>> begin SUPPLIED ENTRIES

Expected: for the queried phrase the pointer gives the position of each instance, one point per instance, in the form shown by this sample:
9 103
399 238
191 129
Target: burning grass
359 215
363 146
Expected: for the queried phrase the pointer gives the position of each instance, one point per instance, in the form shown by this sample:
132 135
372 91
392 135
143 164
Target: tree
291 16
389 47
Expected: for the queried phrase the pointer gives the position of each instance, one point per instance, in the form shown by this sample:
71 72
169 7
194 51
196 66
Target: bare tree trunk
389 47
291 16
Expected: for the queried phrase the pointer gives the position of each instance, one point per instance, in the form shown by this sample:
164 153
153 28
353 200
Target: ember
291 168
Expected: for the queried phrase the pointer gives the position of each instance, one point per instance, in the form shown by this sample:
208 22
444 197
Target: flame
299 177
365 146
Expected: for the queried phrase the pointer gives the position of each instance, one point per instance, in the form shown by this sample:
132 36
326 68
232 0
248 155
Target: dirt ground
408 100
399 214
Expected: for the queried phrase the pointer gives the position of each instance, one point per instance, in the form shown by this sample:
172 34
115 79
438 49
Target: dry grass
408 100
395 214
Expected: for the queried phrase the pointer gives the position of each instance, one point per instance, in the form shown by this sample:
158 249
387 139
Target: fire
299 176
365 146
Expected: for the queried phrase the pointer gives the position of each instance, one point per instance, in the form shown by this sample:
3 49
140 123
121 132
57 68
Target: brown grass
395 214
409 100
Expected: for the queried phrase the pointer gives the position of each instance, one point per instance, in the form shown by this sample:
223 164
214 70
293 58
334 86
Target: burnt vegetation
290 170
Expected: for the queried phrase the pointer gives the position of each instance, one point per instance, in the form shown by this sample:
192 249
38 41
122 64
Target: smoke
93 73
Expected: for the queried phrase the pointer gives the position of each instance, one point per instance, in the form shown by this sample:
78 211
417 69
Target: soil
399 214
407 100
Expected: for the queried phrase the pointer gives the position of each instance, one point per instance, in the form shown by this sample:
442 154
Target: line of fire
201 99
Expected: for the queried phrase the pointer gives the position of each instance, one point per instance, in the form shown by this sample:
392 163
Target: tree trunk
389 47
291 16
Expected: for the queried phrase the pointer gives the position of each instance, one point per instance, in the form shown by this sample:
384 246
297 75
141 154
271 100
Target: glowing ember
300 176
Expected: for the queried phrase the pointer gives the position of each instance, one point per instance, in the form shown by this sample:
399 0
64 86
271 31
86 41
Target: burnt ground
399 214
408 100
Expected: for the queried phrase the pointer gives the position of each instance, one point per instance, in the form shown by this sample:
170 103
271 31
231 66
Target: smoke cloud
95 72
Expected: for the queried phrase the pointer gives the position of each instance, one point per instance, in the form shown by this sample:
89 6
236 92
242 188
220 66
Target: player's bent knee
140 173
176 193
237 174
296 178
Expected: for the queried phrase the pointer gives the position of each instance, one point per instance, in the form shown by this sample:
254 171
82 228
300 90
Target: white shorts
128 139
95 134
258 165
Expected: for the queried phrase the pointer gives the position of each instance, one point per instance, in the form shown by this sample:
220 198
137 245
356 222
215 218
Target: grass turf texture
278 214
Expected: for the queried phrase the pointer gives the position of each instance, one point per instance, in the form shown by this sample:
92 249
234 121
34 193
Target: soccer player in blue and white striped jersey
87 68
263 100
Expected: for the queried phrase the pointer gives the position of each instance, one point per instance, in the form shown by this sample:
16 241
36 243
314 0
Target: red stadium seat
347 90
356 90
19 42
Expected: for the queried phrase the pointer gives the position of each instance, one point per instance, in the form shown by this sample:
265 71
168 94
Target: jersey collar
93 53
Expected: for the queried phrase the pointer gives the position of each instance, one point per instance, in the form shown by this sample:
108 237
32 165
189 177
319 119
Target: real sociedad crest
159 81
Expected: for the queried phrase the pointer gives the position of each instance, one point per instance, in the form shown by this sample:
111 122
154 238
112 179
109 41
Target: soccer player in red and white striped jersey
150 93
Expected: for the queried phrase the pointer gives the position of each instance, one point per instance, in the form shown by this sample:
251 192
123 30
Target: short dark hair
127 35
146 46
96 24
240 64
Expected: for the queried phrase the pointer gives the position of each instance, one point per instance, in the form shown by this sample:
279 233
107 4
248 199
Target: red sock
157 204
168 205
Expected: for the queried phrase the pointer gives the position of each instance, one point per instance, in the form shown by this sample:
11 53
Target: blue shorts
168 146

>> end SUPPLIED ENTRIES

## DIRECTION
Report every line of the items above that contains the string "trunk".

## EXERCISE RESPONSE
Target: bare tree trunk
Target: tree trunk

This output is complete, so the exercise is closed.